▸ Text to read:
DETAILED DESCRIPTION
Railcars are configured to store and transport freight across long
distances. For example, railcars may store and transport
automobiles, military equipment, livestock, construction equipment,
etc. This disclosure contemplates a railcar that is configured to
store and transport any type of freight. A well car is a type of
railcar. A well car includes a well that is used to carry freight.
FIG. 1A illustrates an example well car 100. Well car 100 includes
one or more wheel structures 105 that are used to move well car 100
over rails. This disclosure contemplates well car 100 including any
number of wheel structures 105. The longer well car 100 is, the
more wheel structures 105 it may have. Each wheel structure 105
includes one or more wheels coupled to one or more axles.
FIG. 1B illustrates an example well car 100. In the example of FIG.
1B, well car 100 includes six wheel structures 105. The example
well car 100 of FIG. 1B includes several well segments 115, whereas
the example well car 100 of FIG. 1A includes a singular well
segment. Two of the wheel structures 105 are located at the ends of
well car 100. The other wheel structures 105 are located along the
body of well car 100. The ends of well car 100 also include
couplers 110 that are used to couple well car 100 to other
railcars.

▸ Material:

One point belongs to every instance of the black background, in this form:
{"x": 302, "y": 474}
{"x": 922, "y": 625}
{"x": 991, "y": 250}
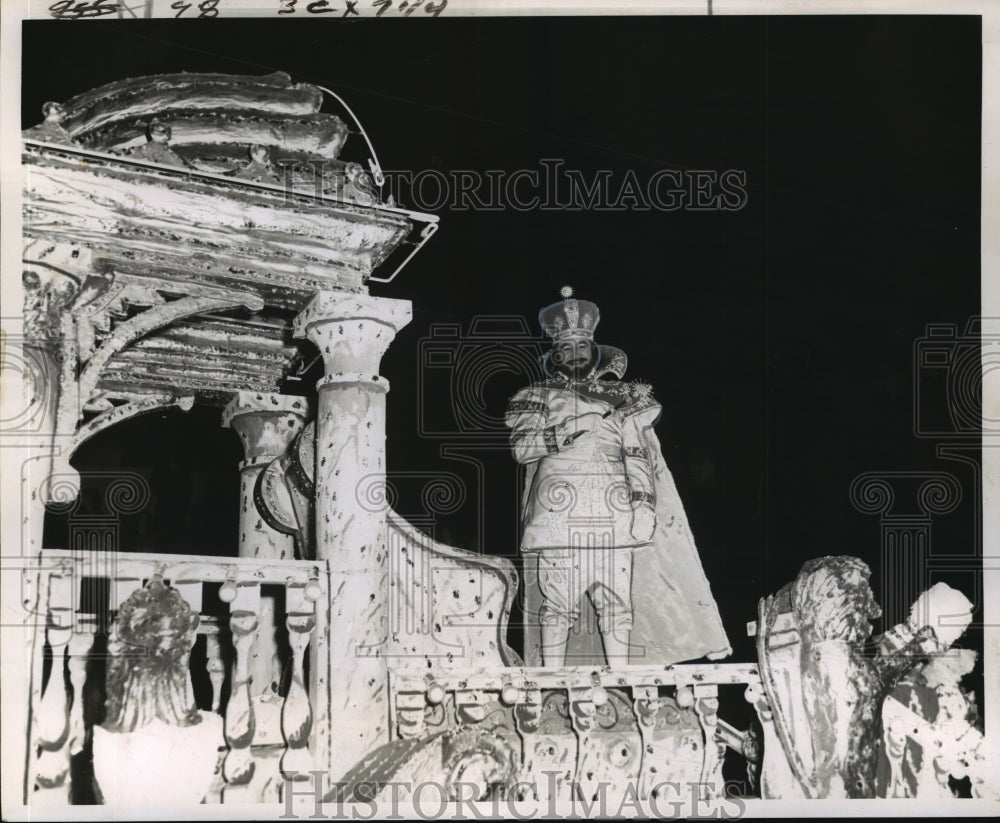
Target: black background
{"x": 779, "y": 338}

▸ Written task:
Answer these from the well car description, each on its own line:
(a) What does each wheel structure include?
(b) How many wheel structures does the well car in FIG. 1B have?
(c) What are the couplers at the ends of the well car used for?

▸ Answer to the problem:
(a) One or more wheels coupled to one or more axles.
(b) Six.
(c) To couple the well car to other railcars.